● **GIVEN EXERCISE A**
Answer these questions about the Rivermaster boat thread:
(i) What paint does jcoody plan to use on the trailer?
(ii) What material does jcoody choose for the trailer guide posts instead of PVC?
(iii) What name does popcorn suggest for the boat?

>> begin DOCUMENT PASSAGE

# 13' Rivermaster (Gheenoe Clone)



## makin moves (Mar 20, 2010)

it has a neat layout should be a cool little boat when your done


----------



## saltandson (Apr 21, 2008)

It sounds like a sweet layout, get on it! Looking forward to the updates, you got some good history with that boat! A Re-Do only makes it a custom!


----------



## cutrunner (Jun 8, 2010)

Nice, i like that factory horizontal livewell


----------



## jcoody (Jul 1, 2010)

Well the only thing with the livewell being that way is that there is no room to put a cooler in front of it without the front seat hitting it, and if you put it behind the livewell you have no legroom what so ever. Only thing I could do was put a small drink cooler between it and the side. No room for a cooler to fit decent size fish, the livewell is also quite small inside. If my boat were 2 feet longer the livewell would be awesome this way. I should be getting some stuff done Sunday.


----------



## JaxLaxFish (Aug 23, 2010)

You could always use a cooler for your front/rear seat


----------



## jcoody (Jul 1, 2010)

That's a good idea about the cooler seat. I would need one with somewhat of a back on it.


----------



## DuckNut (Apr 3, 2009)

Never thought of using a switchblade for demo  Cool little skiff and welcome to the mayhem.


----------



## jcoody (Jul 1, 2010)

The switchblade I found in a huge bucket of sockets a friend gave me and it was something that I could careless about bending! Worked pretty great until I spilled resin on it! 

Well I brought the trailer home today. She looks good. Be even better when I paint her with Pearl Blue Auto paint to match what the boat will be! Also I was going to have pvc guide post on the trailer but I found some 3/4 inch stainless steel tubing that will make her shine and not scratch my boat. Should get pics up tomorrow. It was too dark tonight.


----------



## mike519 (Jul 26, 2010)

the rivermaster is still being made over in Live Oak,FL email me and can give you his name and number


----------



## Un-shore (Sep 27, 2007)

Dude, I will buy that switchblade off you! 

Your boat looks like a nice sturdy hull, good luck and have fun.


----------



## jcoody (Jul 1, 2010)

Thanks! Its a decent little boat, I love it. 

I went yesterday and bought materials for building the low decks. I got 3M ruberized undercoating for the trailer. I was one can short of having the whole trailer coated twice. This stuff seems pretty good so far, it is pretty tough and looks awesome!


----------



## popcorn (Apr 11, 2010)

Can't sell the switchblade. It's part of the "aura" now. You could name it "Blade Runner" if you have not named it already. ;D


----------



## jcoody (Jul 1, 2010)

LOL! The switchblade is definately a no sell item. It has many uses, such as mini pry bar, hammer to beat on things, mixing stick for resin, paint stirer, and new things everyday!  

Sorry I haven't been on this thing guys, I have been working a good bit. I did get a measurements tonight to cut my deck tomorrow, since I'm getting off earlier than usual! 

I have a question: under my rear low deck I will be placing foam blocks, should this area be completely sealed? Or no?


----------



## jcoody (Jul 1, 2010)

The decks cut to fit and the livewell cut out with the new top piece where a cooler will sit. i have to cut a piece of aluminum to fit the hole above my front deck so i can put a hatch door in it.


----------



## jcoody (Jul 1, 2010)

pic


----------



## mike519 (Jul 26, 2010)

Im building my deck floor out foam that is being used in tramsons in new boats no-rot


----------



## jcoody (Jul 1, 2010)

Riverrat, message me your number on here, I accidentally deleted it from email. 

How much does the foam your talking about cost??


----------

>> end DOCUMENT PASSAGE

● **GIVEN EXERCISE B**
Add 87 to every number in the point coordinates of the rows below. Write out each row in full, including its wording.

>> begin INPUT ROWS

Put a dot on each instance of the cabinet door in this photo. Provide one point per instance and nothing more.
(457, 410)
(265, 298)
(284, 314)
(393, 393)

>> end INPUT ROWS

● **COMPLETE OUTPUT A**
(i) Pearl Blue Auto paint
(ii) 3/4 inch stainless steel tubing
(iii) "Blade Runner"

● **COMPLETE OUTPUT B**
Put a dot on each instance of the cabinet door in this photo. Provide one point per instance and nothing more.
(544, 497)
(352, 385)
(371, 401)
(480, 480)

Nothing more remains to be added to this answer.